>> START MATERIAL SUPPLIED

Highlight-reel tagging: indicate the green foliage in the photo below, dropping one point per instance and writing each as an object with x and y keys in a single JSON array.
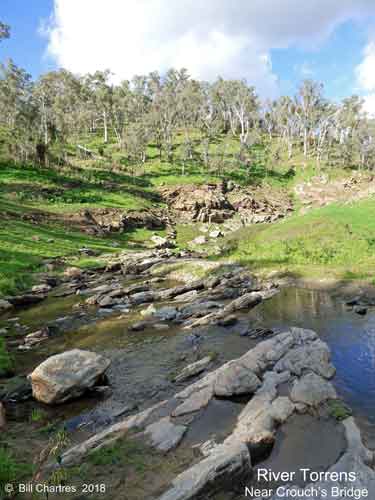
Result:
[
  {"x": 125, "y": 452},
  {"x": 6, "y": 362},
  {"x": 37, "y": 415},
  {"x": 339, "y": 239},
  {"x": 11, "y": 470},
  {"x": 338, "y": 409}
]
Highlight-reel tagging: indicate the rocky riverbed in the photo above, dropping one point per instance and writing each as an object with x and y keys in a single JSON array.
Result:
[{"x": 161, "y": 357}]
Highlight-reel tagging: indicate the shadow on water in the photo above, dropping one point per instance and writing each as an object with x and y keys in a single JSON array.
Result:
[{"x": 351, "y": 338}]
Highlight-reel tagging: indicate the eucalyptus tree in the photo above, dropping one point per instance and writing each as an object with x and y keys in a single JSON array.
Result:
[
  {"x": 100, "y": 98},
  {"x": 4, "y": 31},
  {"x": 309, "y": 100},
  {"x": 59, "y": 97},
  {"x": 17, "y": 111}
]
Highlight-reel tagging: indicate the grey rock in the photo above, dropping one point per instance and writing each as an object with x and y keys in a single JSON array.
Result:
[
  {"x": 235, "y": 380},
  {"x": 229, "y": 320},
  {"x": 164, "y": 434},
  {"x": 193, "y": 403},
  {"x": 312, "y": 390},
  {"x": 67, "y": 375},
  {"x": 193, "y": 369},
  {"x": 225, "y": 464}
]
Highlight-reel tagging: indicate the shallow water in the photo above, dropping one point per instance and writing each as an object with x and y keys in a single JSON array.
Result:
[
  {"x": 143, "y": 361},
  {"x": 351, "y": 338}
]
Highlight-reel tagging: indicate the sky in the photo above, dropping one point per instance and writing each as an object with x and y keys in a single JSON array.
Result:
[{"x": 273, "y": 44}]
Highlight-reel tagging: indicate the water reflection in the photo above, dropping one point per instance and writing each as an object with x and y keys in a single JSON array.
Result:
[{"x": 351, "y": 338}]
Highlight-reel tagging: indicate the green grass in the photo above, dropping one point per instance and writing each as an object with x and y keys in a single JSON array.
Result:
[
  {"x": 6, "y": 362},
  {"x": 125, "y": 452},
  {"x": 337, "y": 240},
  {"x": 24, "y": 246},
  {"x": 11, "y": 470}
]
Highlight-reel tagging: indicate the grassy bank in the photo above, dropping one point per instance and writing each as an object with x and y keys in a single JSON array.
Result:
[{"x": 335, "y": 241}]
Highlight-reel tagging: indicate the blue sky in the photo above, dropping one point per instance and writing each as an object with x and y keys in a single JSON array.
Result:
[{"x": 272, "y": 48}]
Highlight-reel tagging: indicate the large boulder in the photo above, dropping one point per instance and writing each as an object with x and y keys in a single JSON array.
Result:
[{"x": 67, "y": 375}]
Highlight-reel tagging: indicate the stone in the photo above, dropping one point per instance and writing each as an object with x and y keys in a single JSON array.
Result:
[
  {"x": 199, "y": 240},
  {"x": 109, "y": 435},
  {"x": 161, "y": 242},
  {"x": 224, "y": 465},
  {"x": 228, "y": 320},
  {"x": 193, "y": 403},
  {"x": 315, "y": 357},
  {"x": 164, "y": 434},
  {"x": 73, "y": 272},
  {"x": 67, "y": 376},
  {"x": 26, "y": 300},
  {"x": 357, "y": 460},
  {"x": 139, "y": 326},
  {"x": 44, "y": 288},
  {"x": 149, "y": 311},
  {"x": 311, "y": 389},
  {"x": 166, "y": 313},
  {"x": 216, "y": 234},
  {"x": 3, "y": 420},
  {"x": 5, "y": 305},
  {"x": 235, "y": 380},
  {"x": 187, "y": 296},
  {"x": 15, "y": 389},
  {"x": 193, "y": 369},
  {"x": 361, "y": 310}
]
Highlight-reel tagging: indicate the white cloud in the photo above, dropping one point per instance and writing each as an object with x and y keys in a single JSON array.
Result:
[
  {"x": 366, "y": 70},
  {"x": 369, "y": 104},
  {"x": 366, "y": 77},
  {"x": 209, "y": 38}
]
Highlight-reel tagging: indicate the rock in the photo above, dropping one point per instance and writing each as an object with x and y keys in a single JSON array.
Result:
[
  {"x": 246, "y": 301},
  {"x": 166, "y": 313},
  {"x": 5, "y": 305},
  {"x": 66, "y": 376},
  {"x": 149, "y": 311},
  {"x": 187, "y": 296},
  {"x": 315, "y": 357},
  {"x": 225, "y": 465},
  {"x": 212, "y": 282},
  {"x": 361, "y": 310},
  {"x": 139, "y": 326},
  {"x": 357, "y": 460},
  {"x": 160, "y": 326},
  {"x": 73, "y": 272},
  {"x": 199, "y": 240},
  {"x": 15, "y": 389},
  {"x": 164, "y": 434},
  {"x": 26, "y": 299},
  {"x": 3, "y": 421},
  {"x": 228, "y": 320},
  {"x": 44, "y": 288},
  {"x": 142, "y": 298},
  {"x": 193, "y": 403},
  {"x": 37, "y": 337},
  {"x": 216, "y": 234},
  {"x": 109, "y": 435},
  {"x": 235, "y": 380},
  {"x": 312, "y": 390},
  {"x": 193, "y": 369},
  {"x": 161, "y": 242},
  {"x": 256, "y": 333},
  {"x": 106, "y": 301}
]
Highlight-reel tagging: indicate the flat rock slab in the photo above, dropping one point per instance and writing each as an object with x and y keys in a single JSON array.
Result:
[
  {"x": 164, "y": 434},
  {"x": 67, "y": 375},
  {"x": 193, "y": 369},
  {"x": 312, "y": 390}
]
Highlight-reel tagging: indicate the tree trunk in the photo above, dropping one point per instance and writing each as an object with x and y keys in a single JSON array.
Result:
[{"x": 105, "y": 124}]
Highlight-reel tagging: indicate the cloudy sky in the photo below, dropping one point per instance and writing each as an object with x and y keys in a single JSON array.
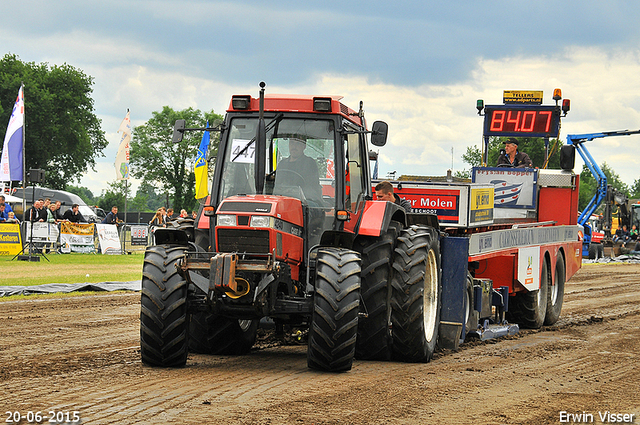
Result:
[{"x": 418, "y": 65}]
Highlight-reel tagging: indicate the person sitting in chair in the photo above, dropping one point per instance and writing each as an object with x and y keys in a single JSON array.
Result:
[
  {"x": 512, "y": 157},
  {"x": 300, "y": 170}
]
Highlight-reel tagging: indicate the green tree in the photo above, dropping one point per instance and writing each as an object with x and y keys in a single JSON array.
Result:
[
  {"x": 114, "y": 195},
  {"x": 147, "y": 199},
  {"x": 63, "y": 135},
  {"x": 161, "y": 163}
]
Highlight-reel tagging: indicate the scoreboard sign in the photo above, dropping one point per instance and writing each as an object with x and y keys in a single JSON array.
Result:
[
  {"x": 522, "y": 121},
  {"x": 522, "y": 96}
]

>> END MATERIAL SUPPLIED

→ CHALLENGE: Give back the whole listing as it stands, minus its pictures.

→ PROBLEM SOLUTION:
Highlight-reel tagging: indicate the green foliage in the photo below, dropping one point per instance and writing each as an object with x and y keys in a single JSON array.
Result:
[
  {"x": 125, "y": 452},
  {"x": 6, "y": 362},
  {"x": 37, "y": 415},
  {"x": 339, "y": 239},
  {"x": 11, "y": 470},
  {"x": 338, "y": 409}
]
Highlight-reel tagging: indicate the rocky riverbed in the photo above, dropping one point per instance and writing each as an object with x and y keys in a single JSON array.
Result:
[{"x": 161, "y": 357}]
Highlight-reel tagging: indicate the shadow on water in the photo above, dropping one point per instance and writing each as an object with x and y keys in a single JSON array.
Result:
[{"x": 351, "y": 338}]
Highlight-reel tagging: indicate the eucalyptus tree in the photo above, dropping one point per instance and writing each as an object with x and y keys in a single JSON array.
Result:
[
  {"x": 100, "y": 98},
  {"x": 4, "y": 31},
  {"x": 309, "y": 100},
  {"x": 59, "y": 97},
  {"x": 17, "y": 111}
]
Highlight-reel tagging: indicate the grey rock in the photo above, dropping one point per instance and writing each as an object with x and y keys in a single JSON array.
Result:
[
  {"x": 235, "y": 380},
  {"x": 229, "y": 320},
  {"x": 164, "y": 434},
  {"x": 193, "y": 403},
  {"x": 312, "y": 390},
  {"x": 67, "y": 375},
  {"x": 193, "y": 369},
  {"x": 225, "y": 464}
]
Highlight-reel tagging: indicate the shallow water in the photo above, dropping one point per instance and writing each as an object with x and y keys in a single JSON array.
Result:
[
  {"x": 143, "y": 361},
  {"x": 351, "y": 338}
]
Highlight-reel tagging: indicate the sky in the photo above, dropping one point per instance and writing each as an object with x and y keys in a single JSON array.
Result:
[{"x": 273, "y": 44}]
Highlight-reel tagging: indicate the water reflection in the photo above, dropping one point per instance and writing each as an object with x and y keys in a single JSON array.
Result:
[{"x": 351, "y": 338}]
Highlight-reel tagging: indicate the green grass in the photo above, dropping one point per instance and writing each as an object with x and y keys in a single JSON array.
Result:
[
  {"x": 6, "y": 362},
  {"x": 125, "y": 452},
  {"x": 337, "y": 240},
  {"x": 24, "y": 246},
  {"x": 11, "y": 470}
]
Highlight-reel tagging: indicate the grassy bank in the photo above, dropping one point per instance and writing each as an object with x and y keys in a single JSON array.
Result:
[{"x": 335, "y": 241}]
Highlight-reel tagging: indicate the blue sky in the photo above, dropping one point per instance and writing each as an object with x and y keys in a single JSON array.
Result:
[{"x": 272, "y": 48}]
Highlight-reel tagging: indicate the large boulder in the photo above, dropping one point per instance and writing each as an object with x and y keys in a single JSON array.
Result:
[{"x": 67, "y": 375}]
Highlight-reel tagging: indicate the stone in the photo above, dropping one point per instance and writing each as an object with x and y keys in a single JSON array.
Result:
[
  {"x": 199, "y": 240},
  {"x": 109, "y": 435},
  {"x": 161, "y": 242},
  {"x": 224, "y": 465},
  {"x": 228, "y": 320},
  {"x": 193, "y": 403},
  {"x": 315, "y": 357},
  {"x": 164, "y": 434},
  {"x": 73, "y": 272},
  {"x": 67, "y": 376},
  {"x": 26, "y": 300},
  {"x": 357, "y": 460},
  {"x": 139, "y": 326},
  {"x": 44, "y": 288},
  {"x": 149, "y": 311},
  {"x": 311, "y": 389},
  {"x": 166, "y": 313},
  {"x": 216, "y": 234},
  {"x": 3, "y": 420},
  {"x": 5, "y": 305},
  {"x": 235, "y": 380},
  {"x": 187, "y": 296},
  {"x": 15, "y": 389},
  {"x": 193, "y": 369},
  {"x": 361, "y": 310}
]
Highlight-reel tagging: indicate the white cloud in the photo above, dropping one point per instance and writing each as an object with x and y keys in a single JSON array.
Result:
[
  {"x": 366, "y": 70},
  {"x": 369, "y": 104},
  {"x": 366, "y": 77},
  {"x": 209, "y": 38}
]
Highlight-reel tagging: indicate the rock in the photo above, dropping one point per instance and writing each as an object with x and y keys in a single JSON array.
Result:
[
  {"x": 246, "y": 301},
  {"x": 166, "y": 313},
  {"x": 5, "y": 305},
  {"x": 66, "y": 376},
  {"x": 149, "y": 311},
  {"x": 187, "y": 296},
  {"x": 315, "y": 357},
  {"x": 225, "y": 465},
  {"x": 212, "y": 282},
  {"x": 361, "y": 310},
  {"x": 139, "y": 326},
  {"x": 357, "y": 460},
  {"x": 160, "y": 326},
  {"x": 73, "y": 272},
  {"x": 199, "y": 240},
  {"x": 15, "y": 389},
  {"x": 164, "y": 434},
  {"x": 26, "y": 299},
  {"x": 3, "y": 421},
  {"x": 228, "y": 320},
  {"x": 44, "y": 288},
  {"x": 142, "y": 298},
  {"x": 193, "y": 403},
  {"x": 37, "y": 337},
  {"x": 216, "y": 234},
  {"x": 109, "y": 435},
  {"x": 235, "y": 380},
  {"x": 312, "y": 390},
  {"x": 193, "y": 369},
  {"x": 161, "y": 242},
  {"x": 256, "y": 333},
  {"x": 106, "y": 301}
]
Highlight-reel tagging: indicate the flat rock slab in the photo above, dropping one point per instance and writing each as an object with x and y keys in a single JSON array.
Result:
[
  {"x": 164, "y": 434},
  {"x": 67, "y": 375},
  {"x": 193, "y": 369},
  {"x": 312, "y": 390}
]
Highlight-reel tagging: indicate the tree trunk in the photo above, dropping one point per instance and writing each as an object with x and y keys in a single JSON array.
Result:
[{"x": 105, "y": 124}]
Highlight-reel tagging: indicate the cloudy sky in the photo below, dropping one point per instance and writing each as an object with x and y keys in a single JSON array.
Result:
[{"x": 418, "y": 65}]
Highlight-reel tagging: indicate the person sitting in chair in the photo above, dropping one point per instance and writing each as an object with x and y keys in a single JSON array.
Result:
[
  {"x": 512, "y": 157},
  {"x": 300, "y": 170}
]
Highlight-reel tagging: indicate the green tree in the photo above, dropping one point per instance and writing each as an object with x and y keys in a single JSON array.
Result:
[
  {"x": 114, "y": 195},
  {"x": 147, "y": 199},
  {"x": 63, "y": 135},
  {"x": 161, "y": 163}
]
Highlight-reel tagging: indicate the scoreboard sign in the photo above, dropping one point per instance and writing each as an object with x and y keys in a single JSON array.
Result:
[
  {"x": 522, "y": 121},
  {"x": 522, "y": 96}
]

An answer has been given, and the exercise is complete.